:: WHAT NEEDS TO BE DONE ::
Extract all records. Keep each one exact.

BEGIN

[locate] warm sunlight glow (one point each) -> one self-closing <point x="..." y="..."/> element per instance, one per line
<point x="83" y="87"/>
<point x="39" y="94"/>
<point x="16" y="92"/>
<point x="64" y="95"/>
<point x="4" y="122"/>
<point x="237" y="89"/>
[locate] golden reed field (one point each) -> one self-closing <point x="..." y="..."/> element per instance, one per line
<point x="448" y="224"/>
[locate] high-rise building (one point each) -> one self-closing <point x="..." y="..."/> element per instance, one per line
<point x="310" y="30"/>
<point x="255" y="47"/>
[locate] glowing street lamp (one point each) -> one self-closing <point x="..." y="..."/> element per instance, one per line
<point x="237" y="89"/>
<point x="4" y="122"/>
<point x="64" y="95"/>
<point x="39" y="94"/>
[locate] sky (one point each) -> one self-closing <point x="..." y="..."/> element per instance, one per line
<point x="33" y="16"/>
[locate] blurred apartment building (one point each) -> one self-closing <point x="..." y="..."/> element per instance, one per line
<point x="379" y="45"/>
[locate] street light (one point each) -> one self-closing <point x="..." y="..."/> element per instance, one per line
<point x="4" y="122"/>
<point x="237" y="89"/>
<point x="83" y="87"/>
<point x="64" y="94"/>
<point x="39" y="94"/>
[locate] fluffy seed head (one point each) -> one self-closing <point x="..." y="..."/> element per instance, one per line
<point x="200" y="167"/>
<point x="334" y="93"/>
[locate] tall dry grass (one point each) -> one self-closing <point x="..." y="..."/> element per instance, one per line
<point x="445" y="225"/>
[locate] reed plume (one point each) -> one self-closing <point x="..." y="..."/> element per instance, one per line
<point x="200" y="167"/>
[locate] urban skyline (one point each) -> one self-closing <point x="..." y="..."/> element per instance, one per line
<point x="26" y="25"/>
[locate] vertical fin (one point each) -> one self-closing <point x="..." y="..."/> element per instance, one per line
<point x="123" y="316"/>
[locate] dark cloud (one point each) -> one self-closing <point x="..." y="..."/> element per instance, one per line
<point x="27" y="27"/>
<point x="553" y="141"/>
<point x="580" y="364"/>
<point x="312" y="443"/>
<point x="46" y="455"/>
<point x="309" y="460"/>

END

:: SOLUTION ::
[locate] warm sunlight glow (one point each) -> one self-closing <point x="..." y="..."/> element per instance, one per line
<point x="83" y="87"/>
<point x="39" y="94"/>
<point x="16" y="92"/>
<point x="64" y="95"/>
<point x="4" y="122"/>
<point x="237" y="89"/>
[locate] golden reed field (one point each) -> one self-closing <point x="..." y="..."/> element per instance, one per line
<point x="448" y="224"/>
[locate] high-rise building (one point each) -> one self-closing <point x="..." y="..."/> element per instance, one per line
<point x="310" y="30"/>
<point x="255" y="47"/>
[locate] glowing street lamp (one point each) -> one self-closing <point x="..." y="..."/> element per instance, one per line
<point x="237" y="89"/>
<point x="4" y="122"/>
<point x="64" y="95"/>
<point x="39" y="94"/>
[locate] sky (one point each) -> one self-closing <point x="..." y="..."/> element per instance, one per line
<point x="33" y="16"/>
[locate] blurred apartment building (one point each) -> one self-closing <point x="..." y="..."/> element per instance, one per line
<point x="379" y="45"/>
[locate] street light (one point each) -> one self-closing <point x="..." y="..."/> element per instance, one per line
<point x="4" y="122"/>
<point x="237" y="89"/>
<point x="83" y="87"/>
<point x="64" y="94"/>
<point x="39" y="94"/>
[locate] fluffy seed head (one point each) -> one self-closing <point x="..." y="..."/> element per instance, one per line
<point x="200" y="167"/>
<point x="334" y="93"/>
[locate] tall dry grass (one point each) -> one self-closing <point x="..." y="..."/> element per instance, one per line
<point x="445" y="225"/>
[locate] reed plume (one point each) -> one self-closing <point x="..." y="..."/> element per instance, one per line
<point x="200" y="167"/>
[locate] urban skyline (one point each) -> one self-closing <point x="..." y="..."/> element per instance, one per line
<point x="26" y="25"/>
[locate] vertical fin (one point each) -> one self-closing <point x="..." y="..."/> element per instance, one per line
<point x="123" y="316"/>
[locate] dark cloud (one point each) -> one self-closing <point x="..." y="..."/> element per instance, one per line
<point x="27" y="27"/>
<point x="553" y="141"/>
<point x="580" y="364"/>
<point x="312" y="443"/>
<point x="46" y="455"/>
<point x="309" y="460"/>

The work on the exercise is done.